## SOURCE EXTRACT
'''
Yesterday was the Democracy Day, paradoxically dictated by former President Olusegun Obasanjo as he took oath of office in 1999!

The day commemorates the restoration of constitutionalism after decades of military dictatorships. In principle, some southwest states of the federation legitimately opted for June 12, as Democracy Day to keep alive the memory of the most celebrated pan- Nigerian free and fair election held on June 12, 1993. The election was criminally annulled by the military regime of General Ibrahim Babangida.

Of course globally, the devil is in the democratic details. In Nigeria one devilish question begs for answer; what Day is appropriate to pause and reflect on the rights of men and women to freely choose who rule them in Nigeria? Whether it is May 29 or June 12, posing this question once again points to democratic calling of all Nigerians. Even the date to extol liberty and freedom is open to contestation. The point cannot be overstated; democratic blood runs through the veins of all Nigerians ever desirous of liberty and development right from the struggle against British colonialism and oppression at the turn of 19th century to date.

This is 19th year of uninterrupted democracy. The first democratic dispensation was rudely interrupted six years after by some military adventurers in 1966. That singular anti-democratic adventure set the stage for a bloody civil war. The second democratic republic inaugurated in 1979 was even more short lived as the militicians staged another coup which ousted Shagari government in 1983. Addictive coups and counter coups of the mid-80s and 90s reveal that Nigeria has been under the heels of military Generals than elected officials. To that extent, 19 years of uninterrupted democratic contestation worth being celebrated.

This democratic process has been serially ruptured. What with the serial violence and serial killings across the country! I agree with Professor Attahiru Jega, former INEC chairman, who at 2018 Democracy Day Lecture suggested that both the Federal and states authorities should urgently develop “capacity, institutions, structures and process of peace building” as a necessary condition for democratic consolidation. As significant as the last two decades have been, Nigerian democracy is still vulnerable and fragile. Democracy is not measurable by how long but how well the institutions and actors perform. With almost six presidential elections in which incumbent President Goodluck Jonathan was electorally retrenched in 2015 historic elections, Nigeria has certainly come of democratic age. Notwithstanding the imperfect elections and riotous party primaries and snatching of maces, my take is that Nigeria still remains a Democracy Destination in Africa. With as many as over 73 million voters ready to exercise their democratic right next year, hundreds of presidential, gubernatorial and assembly candidates, voters’ choice is choice not absence of choice! Certainly Nigeria is not North Korea where the choice is between Kim and Jong-un!
'''
Data pulled from a collection
'''
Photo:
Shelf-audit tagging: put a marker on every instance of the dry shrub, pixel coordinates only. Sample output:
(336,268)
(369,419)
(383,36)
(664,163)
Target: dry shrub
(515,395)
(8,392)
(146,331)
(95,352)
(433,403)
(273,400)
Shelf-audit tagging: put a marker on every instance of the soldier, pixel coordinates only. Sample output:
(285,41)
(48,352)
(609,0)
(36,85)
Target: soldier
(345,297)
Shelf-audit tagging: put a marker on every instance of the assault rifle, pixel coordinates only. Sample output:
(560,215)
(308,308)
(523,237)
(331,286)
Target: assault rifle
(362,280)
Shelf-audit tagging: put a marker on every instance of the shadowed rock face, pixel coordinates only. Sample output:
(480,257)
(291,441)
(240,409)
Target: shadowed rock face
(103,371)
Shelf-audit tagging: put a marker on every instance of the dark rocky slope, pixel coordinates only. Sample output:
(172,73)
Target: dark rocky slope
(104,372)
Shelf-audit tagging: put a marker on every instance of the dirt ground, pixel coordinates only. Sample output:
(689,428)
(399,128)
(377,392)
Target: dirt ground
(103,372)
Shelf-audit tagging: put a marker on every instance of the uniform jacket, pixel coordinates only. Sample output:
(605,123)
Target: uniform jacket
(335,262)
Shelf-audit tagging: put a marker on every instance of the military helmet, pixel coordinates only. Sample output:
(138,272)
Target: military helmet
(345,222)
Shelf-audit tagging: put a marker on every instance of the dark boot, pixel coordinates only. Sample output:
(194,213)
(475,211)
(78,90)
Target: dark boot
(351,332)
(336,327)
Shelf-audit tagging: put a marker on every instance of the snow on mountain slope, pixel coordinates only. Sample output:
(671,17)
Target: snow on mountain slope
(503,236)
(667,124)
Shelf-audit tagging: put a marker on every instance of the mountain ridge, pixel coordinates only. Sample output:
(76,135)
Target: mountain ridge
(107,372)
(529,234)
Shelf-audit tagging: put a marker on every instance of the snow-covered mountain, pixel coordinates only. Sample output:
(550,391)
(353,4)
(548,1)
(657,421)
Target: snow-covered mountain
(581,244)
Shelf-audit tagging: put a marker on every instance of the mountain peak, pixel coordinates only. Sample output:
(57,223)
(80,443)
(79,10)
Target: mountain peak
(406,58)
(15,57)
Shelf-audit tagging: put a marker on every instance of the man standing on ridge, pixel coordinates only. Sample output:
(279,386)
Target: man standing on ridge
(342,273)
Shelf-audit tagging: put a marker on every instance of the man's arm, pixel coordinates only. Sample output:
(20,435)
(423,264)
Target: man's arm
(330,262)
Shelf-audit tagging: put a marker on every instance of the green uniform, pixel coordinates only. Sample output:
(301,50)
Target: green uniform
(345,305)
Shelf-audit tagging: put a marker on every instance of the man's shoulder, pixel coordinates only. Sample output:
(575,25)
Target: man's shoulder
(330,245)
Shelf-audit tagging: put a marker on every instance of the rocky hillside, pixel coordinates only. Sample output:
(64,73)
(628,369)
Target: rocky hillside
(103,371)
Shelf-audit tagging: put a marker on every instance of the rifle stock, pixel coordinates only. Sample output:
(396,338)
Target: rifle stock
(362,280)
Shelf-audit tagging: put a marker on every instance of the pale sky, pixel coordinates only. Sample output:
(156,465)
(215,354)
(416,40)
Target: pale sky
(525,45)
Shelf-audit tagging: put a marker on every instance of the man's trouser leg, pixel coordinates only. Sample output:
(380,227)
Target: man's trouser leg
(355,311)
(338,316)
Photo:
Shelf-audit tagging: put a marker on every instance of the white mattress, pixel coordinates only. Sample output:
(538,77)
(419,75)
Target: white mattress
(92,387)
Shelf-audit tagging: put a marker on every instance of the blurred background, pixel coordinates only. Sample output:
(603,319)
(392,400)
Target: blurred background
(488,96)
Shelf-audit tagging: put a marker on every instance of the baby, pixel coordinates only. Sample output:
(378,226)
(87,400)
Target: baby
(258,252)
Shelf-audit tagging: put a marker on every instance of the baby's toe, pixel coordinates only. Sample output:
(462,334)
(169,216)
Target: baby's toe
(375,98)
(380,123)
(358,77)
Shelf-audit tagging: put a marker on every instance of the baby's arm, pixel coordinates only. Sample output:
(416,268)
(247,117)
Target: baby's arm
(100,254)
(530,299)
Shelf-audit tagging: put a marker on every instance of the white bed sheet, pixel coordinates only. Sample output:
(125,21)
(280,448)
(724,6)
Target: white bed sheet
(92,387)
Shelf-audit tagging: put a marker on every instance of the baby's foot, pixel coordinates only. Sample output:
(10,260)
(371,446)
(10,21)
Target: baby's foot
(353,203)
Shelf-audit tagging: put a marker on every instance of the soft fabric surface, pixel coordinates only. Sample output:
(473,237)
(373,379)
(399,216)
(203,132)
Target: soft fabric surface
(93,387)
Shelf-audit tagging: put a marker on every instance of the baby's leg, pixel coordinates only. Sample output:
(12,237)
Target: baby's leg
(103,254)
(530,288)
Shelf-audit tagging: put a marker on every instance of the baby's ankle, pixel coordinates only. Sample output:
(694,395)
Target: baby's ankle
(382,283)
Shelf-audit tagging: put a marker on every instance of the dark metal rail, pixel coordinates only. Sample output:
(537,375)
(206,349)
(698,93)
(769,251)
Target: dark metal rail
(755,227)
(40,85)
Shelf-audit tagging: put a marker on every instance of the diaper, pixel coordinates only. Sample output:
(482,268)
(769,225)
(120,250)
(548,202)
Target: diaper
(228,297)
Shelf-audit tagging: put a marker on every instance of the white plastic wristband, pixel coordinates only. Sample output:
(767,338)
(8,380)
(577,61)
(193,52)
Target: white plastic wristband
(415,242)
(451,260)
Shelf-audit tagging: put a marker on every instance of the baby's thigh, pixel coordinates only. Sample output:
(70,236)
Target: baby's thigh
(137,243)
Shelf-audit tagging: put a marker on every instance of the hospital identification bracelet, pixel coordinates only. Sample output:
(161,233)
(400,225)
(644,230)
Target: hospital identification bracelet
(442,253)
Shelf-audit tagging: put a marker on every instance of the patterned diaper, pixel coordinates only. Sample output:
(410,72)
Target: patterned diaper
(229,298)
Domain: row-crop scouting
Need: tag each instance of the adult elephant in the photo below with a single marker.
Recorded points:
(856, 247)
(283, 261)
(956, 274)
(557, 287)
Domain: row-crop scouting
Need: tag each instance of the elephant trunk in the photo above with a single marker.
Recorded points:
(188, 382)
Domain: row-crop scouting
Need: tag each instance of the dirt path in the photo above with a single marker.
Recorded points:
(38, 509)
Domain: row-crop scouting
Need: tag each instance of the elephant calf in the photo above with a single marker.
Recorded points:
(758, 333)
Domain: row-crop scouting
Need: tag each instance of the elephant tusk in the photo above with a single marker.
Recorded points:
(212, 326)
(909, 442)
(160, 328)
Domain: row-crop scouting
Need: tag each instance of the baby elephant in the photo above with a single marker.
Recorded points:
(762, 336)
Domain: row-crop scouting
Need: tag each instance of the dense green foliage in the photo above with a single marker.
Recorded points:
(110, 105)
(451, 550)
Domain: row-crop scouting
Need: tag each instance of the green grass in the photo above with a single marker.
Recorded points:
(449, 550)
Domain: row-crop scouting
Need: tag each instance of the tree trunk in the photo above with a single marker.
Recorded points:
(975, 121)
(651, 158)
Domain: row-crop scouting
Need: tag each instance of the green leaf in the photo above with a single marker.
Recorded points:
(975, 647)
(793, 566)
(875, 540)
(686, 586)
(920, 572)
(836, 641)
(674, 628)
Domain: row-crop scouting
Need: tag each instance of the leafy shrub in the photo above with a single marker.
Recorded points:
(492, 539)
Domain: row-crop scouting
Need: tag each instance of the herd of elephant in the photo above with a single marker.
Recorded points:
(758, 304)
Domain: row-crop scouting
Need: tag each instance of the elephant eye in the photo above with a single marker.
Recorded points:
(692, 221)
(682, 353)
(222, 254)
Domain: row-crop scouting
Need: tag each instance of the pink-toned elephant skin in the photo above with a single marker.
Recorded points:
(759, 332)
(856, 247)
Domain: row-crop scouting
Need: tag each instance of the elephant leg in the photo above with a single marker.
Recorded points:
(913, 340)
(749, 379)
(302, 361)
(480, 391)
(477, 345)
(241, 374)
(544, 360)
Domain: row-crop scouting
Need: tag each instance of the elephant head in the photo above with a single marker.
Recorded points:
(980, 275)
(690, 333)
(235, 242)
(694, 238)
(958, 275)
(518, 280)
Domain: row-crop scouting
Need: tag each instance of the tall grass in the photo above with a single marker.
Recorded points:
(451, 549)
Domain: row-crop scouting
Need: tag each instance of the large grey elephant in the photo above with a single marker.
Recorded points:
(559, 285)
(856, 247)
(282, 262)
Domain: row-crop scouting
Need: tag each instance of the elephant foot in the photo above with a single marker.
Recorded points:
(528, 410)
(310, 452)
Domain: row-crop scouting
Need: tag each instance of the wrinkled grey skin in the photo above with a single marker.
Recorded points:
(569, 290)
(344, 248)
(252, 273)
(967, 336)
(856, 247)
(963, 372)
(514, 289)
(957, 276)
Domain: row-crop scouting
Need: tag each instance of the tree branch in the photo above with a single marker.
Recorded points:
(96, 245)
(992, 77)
'''
## WORK TO DO
A – Extract every row that contains the string "rocky", copying each such row in full. Case counts.
B – Please resume the essay on Nigeria's Democracy Day, continuing from its final sentence.

## ANSWERS GIVEN
A –
Shelf-audit tagging: put a marker on every instance of the dark rocky slope, pixel coordinates only. Sample output:
Target: dark rocky slope
Shelf-audit tagging: put a marker on every instance of the rocky hillside, pixel coordinates only. Sample output:
Target: rocky hillside

B –
But lest we forget; the significance of celebrating democracy lies in the realization that before return to constitutionalism, we were all victims of the serial atrocities, repression, violations of human rights and abysmal bad governance of the military regimes of varying hues. Only the short rule the late General Murtala Muhammed regime possibly could be given a clean bill with respect to selflessness and commitment to nation building.

Recently General Yakubu Gowon claimed that corruption in government started after him in 1975. Haba! Lest we forget Gowon military junta was overthrown on account of corruption. Indeed Murtala/ Obasanjo inquiries of Gowon regime showed that 10 out of the 12 military governors were enmeshed in wholesome mismanagement of public resources. There was a scandalous congestion in the Lagos Apapa port “as ships poured in with cement, over-ordered for a grandiose army barracks and claimed demurrage for each day’s delay”. In 1974, under Gowon regime a scandal rocked the –“ Benue-Plateau, Gowon’s home region – where Joseph Gomwalk, Military Governor of Benue-Plateau State in 1966 -75 and Joseph Tarka, Federal Commissioner of Communications in 1966-74 were implicated. Tarka resigned, but Gowon failed to discipline Gomwalk, who was a friend.” Gowon himself “had a lavish wedding when marrying his wife Victoria in Lagos in April 1969 with horse-drawn carriages”. That was at the height of the civil war in which the country lost as many as three million souls, mostly civilians. Indeed Gowon regime was famous with the mantra: the problem was not money but how to spend it. The worst policy corruption under Gowon was when he shifted the 1972 to 1974 and then 1976. He was overthrown in 1975.

The point to remember today is that despite the current challenges facing Nigeria’s democratic process, democracy is better than the decades of military rule which actually underdeveloped Nigeria. We dare not have nostalgia for the discredited military dictatorships. Today we take elections for granted despite their imperfections. But lest we forget on June 23, 1993: IBB military Government annulled the results of the June 12 elections in a most bizarre manner; nullified all the relevant court decisions, suspended National electoral commission (NEC) through an unsigned terse statement. The seed of theft of public funds started with unaccountable military regimes. Even 20 years after General Abacha died, Nigeria is still recovering looted funds posthumously in his name.

Lest we forget the detentions without trial and unravelled killings of varying proportions. On October 31, 1995: a Special Military Court sentenced Ken Saro-Wiwa and eight other Ogoni activists to death. On November 10, 1995: Provisional Ruling Council (PRC) confirmed the sentence amidst global outrage and proceeded to hang Saro-Wiwa and eight others. The Common Wealth Ministerial Action Group (CMAG) immediately suspended Nigeria from the body. Nigeria only returned to Commonwealth May 1999 after Nigeria returned to Democracy. On June 4, 1996: Alhaja Kudirat Abiola senior wife to the president-elect Moshood Abiola and a fierce fighter for the validation of his mandate, was murdered by unknown assassins in Lagos.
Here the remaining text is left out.